▶ Work to do: Please write the next part of the book review below on nineteenth-century Atlantic globalization, picking up right after its final sentence.

▶ Excerpt to read:
Kevin H. O'Rourke and Jeffrey G. Williamson, Globalization and History: The Evolution of a Nineteenth-Century Atlantic Economy. Cambridge, MA: MIT Press, 1999. xii + 343 pp. $47.95 (cloth), ISBN 0-262-15049-2.
Reviewed for EH.NET by Marvin McInnis, Department of Economics, Queen's University, Canada.
Published by EH.Net, August 2000.
For almost a decade Jeffrey Williamson, in collaboration with various other authors, has been investigating the many facets of late nineteenth century international economic integration. It was the topic he chose for his presidential address to the Economic History Association. Parts of this ongoing project have appeared in many articles; I could tally at least fifty-two. The project and many of its findings are well known to specialists in economic history, and many of these experts have closely followed Williamson's work. Why, then, this book?
This work represents an attempt at a final statement. Various pieces of research are brought together into an integrated whole. Moreover, whether or not it is the primary intention, the book speaks to a wider readership--to economists, and historians and many others beside who have not been following the reports in the journals. It is important to assess the book with that in mind. Economic historians who have been following the Williamson project will encounter few surprises. There is little in the book that avid followers of EH.NET do not already know. Nevertheless, seeing it all pulled together into a final compilation will be, for most, a worthwhile read.
For Kevin O'Rourke (University College, Dublin) and Jeffrey Williamson (Harvard) globalization means a substantial increase in the international movement of goods and also of factors of production. As economic historians are well aware, this process was clearly occurring in the late decades of the nineteenth century and was the initial inspiration for their undertaking. To relate nineteenth century globalization to today's concerns, O'Rourke and Williamson start with its alleged consequence--economic convergence. They pay some attention to convergence of real per capita output, but their asserted primary interest is in convergence of wages. Williamson and O'Rourke view this primary dependent variable in the light of its inherent interest as a measure of the economic well being of large numbers of people as well as its provision of an angle on the distributive question, which emerges as one of the central themes of the book. Trade, factor flows, and globalization all have their initial effects on factor earnings. It is the urban, unskilled wage, seen as a measure of the return to raw labor, that is focused upon as the central measure of labor earnings. Already that raises some questions about what is being put forward. Most of the economies included in the study had proportionally large numbers of agricultural workers. On the other hand, increasing numbers of workers were gaining some element of skill, so the measure of the return to urban, unskilled labor has to be interpreted with care. One might also question the claim that the wages of urban unskilled workers is more reliably measured than real per capita income, which O'Rourke and Williamson assert rather than demonstrate.

▶ Data:
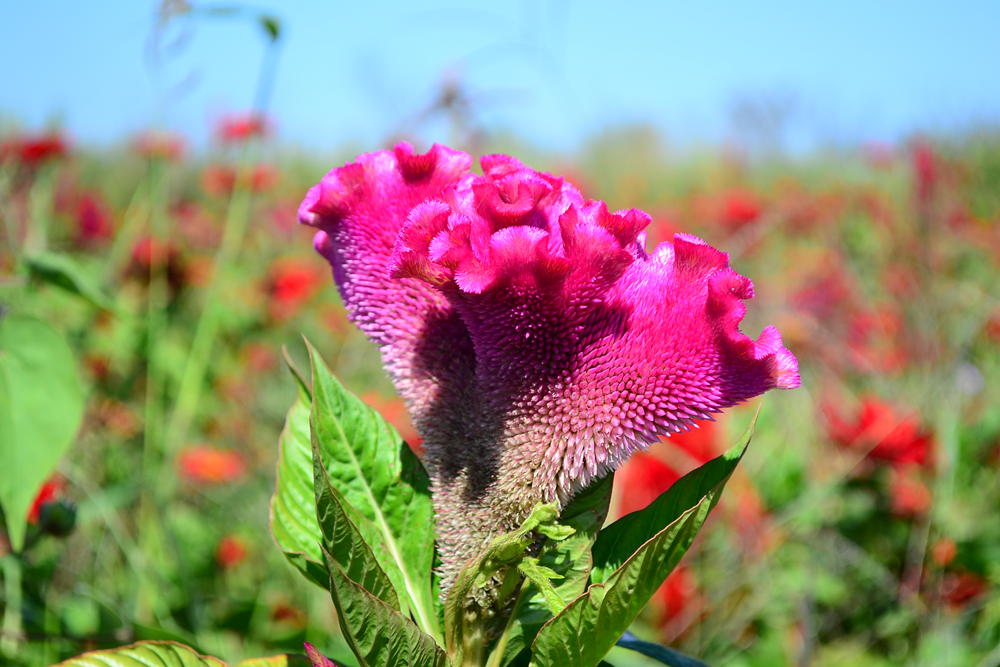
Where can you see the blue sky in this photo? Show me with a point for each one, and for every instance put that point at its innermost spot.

▶ Exercise answer:
Globalization, in the O'Rourke and Williamson scheme, does not evidently encompass the international transfer of technology. The authors argue that they are able to fully account for such convergence, especially that of real wages, occurring in terms of international factor flows and the convergence of prices brought about by increased international trade. There is no residual left to be attributed to technological convergence; ergo, international flows of knowledge can be ignored. Hints that those might be lurking behind the closed door, however, appear here and there throughoutthe book. The implementation of improved transport technology is seen to play a powerful role as factors of production are attracted to natural resource rich regions, exploiting frontier opportunities that have important technological underpinnings. Connecting the primary period of convergence, 1870-1900, with a surge of technological developments that revalued natural endowments and gave greater weight to the distribution of accumulated human capital suggests that the whole story might be told from a different perspective and with a different set of prime movers.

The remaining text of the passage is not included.